[Data shown]:
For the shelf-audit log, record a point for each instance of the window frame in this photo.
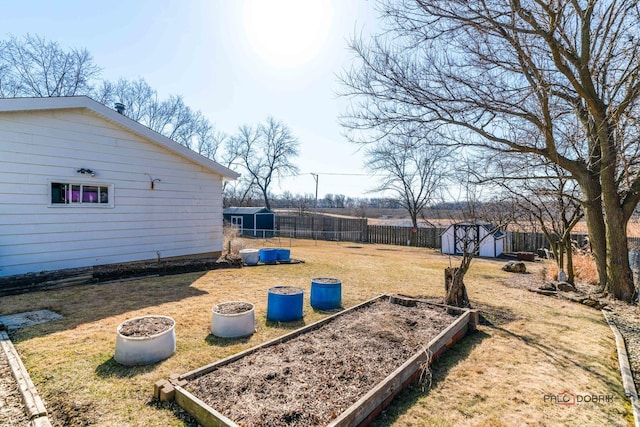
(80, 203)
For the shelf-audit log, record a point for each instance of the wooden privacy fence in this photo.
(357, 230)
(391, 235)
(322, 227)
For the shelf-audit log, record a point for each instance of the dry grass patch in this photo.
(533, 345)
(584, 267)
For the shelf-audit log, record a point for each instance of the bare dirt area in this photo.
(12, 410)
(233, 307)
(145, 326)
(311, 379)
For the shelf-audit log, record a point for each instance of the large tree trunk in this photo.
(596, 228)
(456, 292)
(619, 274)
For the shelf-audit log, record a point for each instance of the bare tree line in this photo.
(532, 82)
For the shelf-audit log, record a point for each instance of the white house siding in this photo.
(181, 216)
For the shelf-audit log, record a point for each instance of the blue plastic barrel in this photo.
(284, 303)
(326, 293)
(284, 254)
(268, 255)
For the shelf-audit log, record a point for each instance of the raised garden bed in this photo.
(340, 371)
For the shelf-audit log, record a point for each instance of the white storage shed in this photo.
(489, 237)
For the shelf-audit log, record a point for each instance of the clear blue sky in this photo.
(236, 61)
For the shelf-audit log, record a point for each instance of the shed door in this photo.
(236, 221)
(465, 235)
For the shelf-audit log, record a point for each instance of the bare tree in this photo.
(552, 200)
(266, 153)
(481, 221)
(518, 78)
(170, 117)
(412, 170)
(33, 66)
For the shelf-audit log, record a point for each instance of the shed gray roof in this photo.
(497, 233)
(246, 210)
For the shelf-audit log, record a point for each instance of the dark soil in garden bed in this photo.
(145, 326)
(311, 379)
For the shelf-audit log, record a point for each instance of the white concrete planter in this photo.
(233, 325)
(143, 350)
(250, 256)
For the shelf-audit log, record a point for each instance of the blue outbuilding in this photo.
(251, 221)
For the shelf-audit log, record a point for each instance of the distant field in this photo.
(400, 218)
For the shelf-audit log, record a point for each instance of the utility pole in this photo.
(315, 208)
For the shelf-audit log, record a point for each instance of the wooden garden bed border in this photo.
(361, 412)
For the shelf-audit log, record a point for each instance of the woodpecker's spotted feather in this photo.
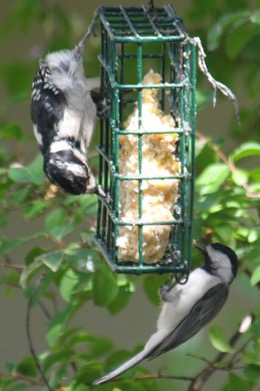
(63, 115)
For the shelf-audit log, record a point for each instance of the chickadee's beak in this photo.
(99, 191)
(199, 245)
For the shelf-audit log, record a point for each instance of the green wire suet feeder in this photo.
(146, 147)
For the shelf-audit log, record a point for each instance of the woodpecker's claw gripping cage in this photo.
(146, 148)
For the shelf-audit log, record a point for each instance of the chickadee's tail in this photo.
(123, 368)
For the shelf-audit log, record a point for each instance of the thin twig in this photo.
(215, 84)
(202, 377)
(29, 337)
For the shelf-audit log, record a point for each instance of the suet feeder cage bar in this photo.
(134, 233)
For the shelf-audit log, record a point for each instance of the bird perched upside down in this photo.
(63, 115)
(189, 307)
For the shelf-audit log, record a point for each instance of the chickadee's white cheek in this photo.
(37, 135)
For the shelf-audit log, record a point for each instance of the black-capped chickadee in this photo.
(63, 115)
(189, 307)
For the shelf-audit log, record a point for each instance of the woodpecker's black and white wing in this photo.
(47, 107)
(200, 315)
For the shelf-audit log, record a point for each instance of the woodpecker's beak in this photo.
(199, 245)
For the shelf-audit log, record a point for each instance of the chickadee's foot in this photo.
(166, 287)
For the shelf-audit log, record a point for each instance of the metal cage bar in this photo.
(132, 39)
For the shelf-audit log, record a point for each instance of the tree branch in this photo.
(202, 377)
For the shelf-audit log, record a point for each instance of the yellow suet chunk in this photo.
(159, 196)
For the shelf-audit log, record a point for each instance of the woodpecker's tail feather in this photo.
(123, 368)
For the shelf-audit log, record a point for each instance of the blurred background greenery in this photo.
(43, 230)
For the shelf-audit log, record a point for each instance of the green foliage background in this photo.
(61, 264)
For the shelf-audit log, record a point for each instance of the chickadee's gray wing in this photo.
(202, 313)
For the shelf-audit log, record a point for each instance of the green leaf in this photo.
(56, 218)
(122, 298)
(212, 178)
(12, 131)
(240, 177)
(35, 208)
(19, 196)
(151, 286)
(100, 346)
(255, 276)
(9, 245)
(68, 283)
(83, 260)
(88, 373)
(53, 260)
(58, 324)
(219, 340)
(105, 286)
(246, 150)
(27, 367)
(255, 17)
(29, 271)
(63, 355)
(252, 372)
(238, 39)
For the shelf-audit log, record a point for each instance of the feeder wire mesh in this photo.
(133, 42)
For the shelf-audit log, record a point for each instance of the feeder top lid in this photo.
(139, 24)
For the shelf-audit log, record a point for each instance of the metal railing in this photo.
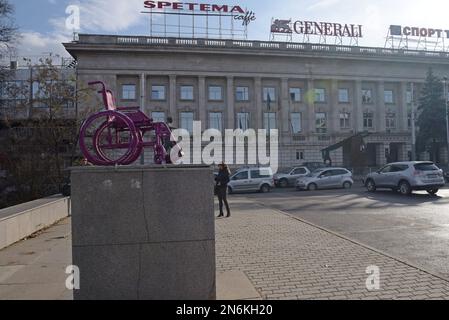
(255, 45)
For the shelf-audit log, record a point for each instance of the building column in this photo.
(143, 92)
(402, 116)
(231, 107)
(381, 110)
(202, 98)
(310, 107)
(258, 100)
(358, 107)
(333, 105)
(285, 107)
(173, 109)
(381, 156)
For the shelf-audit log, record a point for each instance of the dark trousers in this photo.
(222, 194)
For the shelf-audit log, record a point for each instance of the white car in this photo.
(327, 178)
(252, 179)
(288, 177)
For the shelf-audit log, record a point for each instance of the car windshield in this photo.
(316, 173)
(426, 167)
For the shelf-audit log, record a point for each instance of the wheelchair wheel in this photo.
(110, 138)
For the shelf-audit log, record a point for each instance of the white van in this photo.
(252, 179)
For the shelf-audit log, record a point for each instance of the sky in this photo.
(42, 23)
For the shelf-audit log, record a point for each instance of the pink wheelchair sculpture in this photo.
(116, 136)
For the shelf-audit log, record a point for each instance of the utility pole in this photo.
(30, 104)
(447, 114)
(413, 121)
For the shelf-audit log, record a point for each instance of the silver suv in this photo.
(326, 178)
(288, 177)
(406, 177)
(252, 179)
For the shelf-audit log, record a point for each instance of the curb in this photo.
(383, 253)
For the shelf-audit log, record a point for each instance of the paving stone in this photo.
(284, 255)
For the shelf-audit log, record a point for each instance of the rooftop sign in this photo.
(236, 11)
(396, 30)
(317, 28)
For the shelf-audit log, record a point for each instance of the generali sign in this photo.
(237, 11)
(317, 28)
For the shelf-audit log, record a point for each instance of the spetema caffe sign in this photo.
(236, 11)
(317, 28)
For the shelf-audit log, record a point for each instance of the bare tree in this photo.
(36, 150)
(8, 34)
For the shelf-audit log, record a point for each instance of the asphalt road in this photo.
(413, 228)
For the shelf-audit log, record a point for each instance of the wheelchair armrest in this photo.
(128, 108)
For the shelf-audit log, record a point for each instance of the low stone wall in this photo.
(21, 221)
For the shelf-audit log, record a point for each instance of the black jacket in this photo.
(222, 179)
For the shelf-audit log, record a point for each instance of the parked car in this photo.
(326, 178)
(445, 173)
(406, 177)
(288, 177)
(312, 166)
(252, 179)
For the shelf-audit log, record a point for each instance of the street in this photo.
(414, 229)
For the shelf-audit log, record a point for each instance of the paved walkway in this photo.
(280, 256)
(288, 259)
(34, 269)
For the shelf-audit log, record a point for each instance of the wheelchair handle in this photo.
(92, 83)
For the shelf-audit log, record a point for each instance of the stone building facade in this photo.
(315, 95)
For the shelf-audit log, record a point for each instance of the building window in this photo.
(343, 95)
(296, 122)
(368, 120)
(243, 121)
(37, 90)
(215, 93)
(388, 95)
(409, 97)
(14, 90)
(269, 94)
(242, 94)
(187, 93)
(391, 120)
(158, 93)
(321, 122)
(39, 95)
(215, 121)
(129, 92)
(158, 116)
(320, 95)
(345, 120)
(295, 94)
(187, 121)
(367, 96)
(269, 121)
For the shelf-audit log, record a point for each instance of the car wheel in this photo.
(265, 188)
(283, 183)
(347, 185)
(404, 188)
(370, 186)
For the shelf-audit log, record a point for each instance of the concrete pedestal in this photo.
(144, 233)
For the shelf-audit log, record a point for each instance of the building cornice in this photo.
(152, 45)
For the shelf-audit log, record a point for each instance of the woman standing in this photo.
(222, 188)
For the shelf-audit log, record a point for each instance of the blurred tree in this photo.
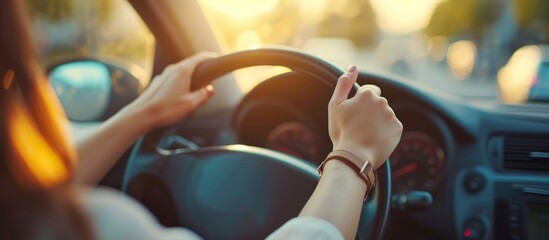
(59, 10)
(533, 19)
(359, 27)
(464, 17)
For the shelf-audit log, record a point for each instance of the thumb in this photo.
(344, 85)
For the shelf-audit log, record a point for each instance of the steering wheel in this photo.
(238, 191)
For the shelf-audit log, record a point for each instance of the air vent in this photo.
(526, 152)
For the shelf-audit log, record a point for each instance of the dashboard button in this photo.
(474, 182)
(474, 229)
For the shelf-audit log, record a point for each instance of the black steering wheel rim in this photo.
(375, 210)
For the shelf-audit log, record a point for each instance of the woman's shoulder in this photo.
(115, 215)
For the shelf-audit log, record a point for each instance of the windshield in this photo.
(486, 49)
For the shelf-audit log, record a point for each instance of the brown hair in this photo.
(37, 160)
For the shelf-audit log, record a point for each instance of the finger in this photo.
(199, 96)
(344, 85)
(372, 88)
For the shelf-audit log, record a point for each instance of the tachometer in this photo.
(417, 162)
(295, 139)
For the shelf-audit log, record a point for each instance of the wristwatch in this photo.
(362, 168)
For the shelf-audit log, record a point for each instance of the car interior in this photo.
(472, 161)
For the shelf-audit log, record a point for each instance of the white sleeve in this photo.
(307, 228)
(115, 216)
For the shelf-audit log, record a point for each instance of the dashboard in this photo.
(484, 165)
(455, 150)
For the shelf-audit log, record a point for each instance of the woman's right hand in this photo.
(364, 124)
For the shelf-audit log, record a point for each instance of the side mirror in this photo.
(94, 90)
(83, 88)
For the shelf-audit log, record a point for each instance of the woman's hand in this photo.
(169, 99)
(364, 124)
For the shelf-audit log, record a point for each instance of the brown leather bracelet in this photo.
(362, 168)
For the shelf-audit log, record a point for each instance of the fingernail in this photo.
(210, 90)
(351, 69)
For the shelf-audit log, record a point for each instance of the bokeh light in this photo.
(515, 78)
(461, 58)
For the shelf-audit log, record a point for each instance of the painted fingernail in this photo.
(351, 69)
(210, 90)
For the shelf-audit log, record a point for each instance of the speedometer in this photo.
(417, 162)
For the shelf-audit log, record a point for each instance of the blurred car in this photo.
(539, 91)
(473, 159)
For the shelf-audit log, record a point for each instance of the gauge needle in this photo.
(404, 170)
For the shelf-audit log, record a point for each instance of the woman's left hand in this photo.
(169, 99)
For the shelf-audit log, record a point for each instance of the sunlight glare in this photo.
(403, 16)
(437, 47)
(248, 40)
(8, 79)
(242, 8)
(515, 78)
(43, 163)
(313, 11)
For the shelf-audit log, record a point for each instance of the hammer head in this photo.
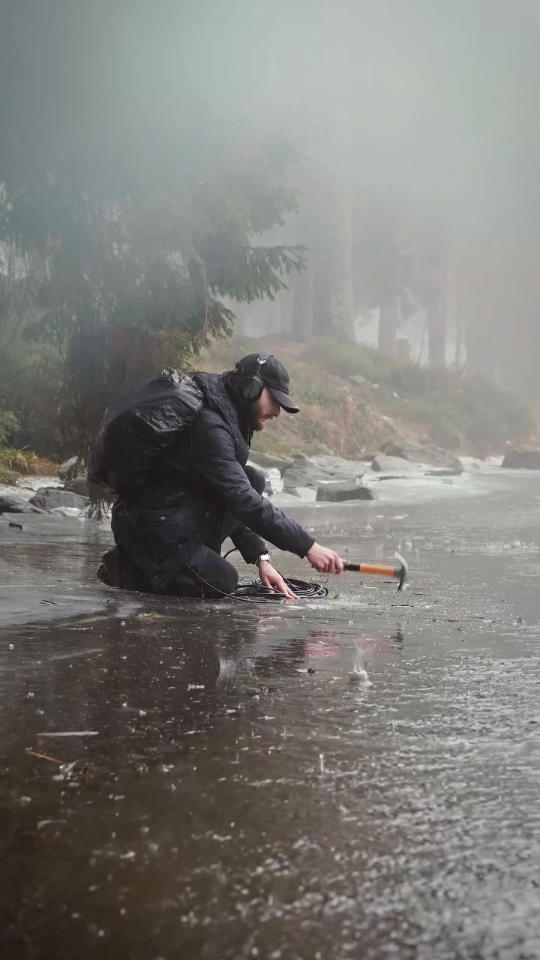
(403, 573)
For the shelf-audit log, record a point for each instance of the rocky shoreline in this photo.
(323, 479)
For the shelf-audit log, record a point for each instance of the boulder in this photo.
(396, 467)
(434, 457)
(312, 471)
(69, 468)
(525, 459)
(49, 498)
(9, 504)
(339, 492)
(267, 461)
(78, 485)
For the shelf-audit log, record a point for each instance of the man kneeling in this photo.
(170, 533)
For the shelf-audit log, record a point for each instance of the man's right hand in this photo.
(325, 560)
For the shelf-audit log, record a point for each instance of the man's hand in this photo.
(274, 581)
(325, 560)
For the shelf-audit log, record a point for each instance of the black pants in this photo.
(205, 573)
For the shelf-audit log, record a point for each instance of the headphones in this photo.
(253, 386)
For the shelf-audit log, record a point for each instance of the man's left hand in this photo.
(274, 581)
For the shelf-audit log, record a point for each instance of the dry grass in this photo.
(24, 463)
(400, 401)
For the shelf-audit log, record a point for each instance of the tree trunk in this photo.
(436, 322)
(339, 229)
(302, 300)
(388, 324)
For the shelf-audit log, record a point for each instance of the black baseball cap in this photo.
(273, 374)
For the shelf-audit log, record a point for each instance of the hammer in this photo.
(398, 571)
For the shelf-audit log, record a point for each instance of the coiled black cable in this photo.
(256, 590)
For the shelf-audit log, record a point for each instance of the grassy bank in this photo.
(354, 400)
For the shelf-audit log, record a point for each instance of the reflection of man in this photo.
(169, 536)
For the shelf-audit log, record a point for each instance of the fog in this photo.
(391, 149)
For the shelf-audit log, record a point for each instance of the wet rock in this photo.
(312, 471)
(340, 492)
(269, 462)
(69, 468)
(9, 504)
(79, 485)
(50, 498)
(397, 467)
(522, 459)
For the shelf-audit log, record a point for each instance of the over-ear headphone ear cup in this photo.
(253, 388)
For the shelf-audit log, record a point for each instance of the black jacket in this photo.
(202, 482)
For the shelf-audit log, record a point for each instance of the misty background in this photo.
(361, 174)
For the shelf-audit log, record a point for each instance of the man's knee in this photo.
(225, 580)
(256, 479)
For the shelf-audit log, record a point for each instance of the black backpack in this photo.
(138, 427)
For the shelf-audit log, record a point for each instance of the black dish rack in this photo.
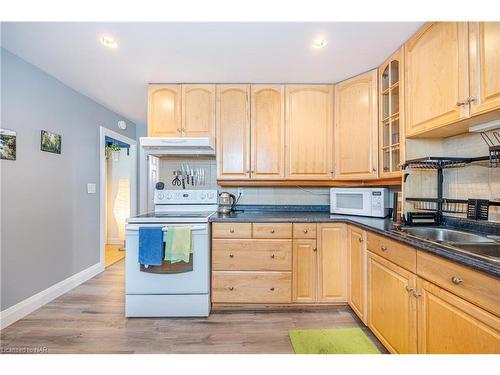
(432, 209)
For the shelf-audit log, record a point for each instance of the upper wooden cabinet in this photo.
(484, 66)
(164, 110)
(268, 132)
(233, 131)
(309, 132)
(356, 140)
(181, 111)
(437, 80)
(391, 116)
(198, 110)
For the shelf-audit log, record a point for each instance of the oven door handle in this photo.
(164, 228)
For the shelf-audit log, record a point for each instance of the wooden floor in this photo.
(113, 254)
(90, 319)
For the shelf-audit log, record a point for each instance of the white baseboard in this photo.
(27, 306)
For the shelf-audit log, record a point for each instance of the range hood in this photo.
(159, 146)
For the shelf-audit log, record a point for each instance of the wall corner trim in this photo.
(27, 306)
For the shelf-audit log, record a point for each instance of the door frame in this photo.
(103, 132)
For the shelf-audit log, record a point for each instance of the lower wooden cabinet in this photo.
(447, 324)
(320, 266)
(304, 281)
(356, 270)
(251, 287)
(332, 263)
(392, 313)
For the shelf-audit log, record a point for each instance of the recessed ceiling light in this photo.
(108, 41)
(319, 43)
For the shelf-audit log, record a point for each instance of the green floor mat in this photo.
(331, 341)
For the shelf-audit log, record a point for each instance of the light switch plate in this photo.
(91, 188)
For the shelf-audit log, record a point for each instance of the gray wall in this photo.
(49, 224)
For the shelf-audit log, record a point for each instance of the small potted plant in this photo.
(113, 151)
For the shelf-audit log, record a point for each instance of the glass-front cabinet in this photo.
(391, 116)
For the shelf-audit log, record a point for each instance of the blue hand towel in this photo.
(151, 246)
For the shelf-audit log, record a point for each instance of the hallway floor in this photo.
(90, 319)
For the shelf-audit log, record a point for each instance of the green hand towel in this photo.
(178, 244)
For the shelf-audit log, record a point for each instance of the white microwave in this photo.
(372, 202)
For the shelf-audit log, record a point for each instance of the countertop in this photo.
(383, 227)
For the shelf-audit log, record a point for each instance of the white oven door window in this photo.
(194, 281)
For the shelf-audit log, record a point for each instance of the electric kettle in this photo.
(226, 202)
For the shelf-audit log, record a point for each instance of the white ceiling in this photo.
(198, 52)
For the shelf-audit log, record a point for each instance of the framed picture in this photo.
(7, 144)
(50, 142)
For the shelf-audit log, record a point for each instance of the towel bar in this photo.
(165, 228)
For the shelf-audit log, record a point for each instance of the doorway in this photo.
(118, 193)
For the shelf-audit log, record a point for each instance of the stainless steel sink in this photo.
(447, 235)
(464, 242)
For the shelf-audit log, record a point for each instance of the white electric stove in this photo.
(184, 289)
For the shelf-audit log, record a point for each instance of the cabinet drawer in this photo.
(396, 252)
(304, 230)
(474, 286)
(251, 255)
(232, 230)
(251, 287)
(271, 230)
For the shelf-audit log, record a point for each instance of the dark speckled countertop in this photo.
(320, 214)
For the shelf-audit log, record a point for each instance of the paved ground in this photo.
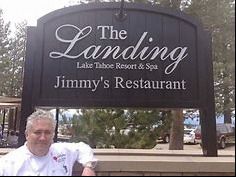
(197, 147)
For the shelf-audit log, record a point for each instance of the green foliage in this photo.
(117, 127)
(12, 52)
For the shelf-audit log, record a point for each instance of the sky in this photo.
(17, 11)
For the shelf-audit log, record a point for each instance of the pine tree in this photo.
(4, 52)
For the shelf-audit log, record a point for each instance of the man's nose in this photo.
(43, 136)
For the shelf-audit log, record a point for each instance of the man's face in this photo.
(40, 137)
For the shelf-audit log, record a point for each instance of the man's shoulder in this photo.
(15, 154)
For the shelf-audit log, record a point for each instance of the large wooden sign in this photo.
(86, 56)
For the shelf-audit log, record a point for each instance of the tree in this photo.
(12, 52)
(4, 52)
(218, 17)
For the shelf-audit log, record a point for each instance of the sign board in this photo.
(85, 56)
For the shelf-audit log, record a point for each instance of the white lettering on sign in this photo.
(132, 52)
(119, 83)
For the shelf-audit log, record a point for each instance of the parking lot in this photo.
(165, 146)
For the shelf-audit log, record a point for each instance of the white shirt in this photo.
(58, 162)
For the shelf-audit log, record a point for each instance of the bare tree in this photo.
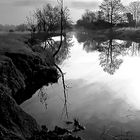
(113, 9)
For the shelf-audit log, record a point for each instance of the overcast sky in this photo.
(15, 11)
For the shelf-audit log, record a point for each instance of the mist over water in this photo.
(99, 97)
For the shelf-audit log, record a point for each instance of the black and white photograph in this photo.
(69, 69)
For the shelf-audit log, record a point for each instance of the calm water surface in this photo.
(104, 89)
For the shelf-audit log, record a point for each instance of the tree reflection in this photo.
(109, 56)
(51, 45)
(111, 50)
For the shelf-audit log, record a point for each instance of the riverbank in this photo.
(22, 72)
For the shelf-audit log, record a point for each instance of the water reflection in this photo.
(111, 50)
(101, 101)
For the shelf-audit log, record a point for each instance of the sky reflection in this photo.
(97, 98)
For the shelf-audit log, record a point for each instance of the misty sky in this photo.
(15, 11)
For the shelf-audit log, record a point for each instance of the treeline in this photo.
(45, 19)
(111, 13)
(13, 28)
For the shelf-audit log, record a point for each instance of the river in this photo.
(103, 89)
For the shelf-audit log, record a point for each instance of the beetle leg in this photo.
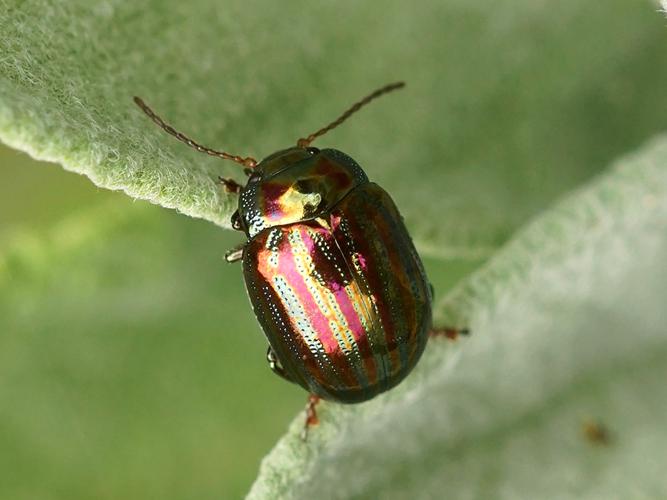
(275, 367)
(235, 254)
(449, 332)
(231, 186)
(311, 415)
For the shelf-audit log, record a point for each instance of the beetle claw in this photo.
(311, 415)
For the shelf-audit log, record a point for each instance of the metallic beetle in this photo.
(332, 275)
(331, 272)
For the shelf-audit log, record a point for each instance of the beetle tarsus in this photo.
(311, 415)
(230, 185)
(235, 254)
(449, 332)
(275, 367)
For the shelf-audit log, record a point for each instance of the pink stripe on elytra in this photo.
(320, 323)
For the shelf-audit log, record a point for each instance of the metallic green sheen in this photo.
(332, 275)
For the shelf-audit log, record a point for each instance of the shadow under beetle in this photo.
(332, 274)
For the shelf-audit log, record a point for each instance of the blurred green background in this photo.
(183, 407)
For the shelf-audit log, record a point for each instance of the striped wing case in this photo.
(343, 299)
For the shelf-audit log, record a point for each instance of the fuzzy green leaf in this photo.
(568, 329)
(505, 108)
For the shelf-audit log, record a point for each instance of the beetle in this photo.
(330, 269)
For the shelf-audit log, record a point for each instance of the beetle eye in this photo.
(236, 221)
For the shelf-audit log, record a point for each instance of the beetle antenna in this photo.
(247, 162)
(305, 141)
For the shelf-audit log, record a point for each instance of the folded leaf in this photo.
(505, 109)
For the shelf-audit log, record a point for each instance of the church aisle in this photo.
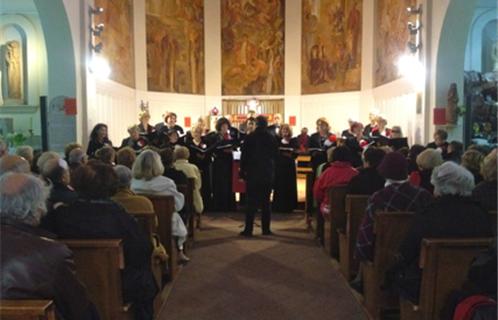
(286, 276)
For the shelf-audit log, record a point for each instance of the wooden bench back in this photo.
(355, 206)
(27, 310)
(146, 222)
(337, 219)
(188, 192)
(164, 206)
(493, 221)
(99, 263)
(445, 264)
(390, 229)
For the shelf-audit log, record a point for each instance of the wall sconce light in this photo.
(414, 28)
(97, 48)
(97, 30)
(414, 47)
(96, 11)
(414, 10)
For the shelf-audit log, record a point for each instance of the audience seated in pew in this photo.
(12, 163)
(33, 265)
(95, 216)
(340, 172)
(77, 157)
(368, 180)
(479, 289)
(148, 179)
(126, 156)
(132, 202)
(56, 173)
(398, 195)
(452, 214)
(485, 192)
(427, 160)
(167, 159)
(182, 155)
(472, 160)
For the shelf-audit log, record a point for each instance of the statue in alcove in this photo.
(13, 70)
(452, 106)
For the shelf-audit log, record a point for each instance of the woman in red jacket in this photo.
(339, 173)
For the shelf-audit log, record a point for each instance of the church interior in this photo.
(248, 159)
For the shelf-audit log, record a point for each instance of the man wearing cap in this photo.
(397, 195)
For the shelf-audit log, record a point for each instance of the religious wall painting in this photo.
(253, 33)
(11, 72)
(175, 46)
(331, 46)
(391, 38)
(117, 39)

[Given instruction]: Scale everything from the line containing "red jacket in this photo." down to the end of the material, and write it all out again with the requests unchanged. Multiply each point coordinate in the answers by 1.6 and round to whole numbers, rounding halves up.

[Answer in full]:
For the shelf-audit log, record a point for each instance of the woman in red jacket in this photo.
(542, 277)
For the shelf-audit log, record a point for each instance of the church interior in this photo.
(397, 254)
For the shelf-audit log, record a point for each instance of the man wearing cap in this photo.
(635, 312)
For the shelf-audit log, record a point for each instance of the religious wall painting in this photo.
(405, 53)
(18, 115)
(280, 74)
(530, 74)
(626, 61)
(187, 62)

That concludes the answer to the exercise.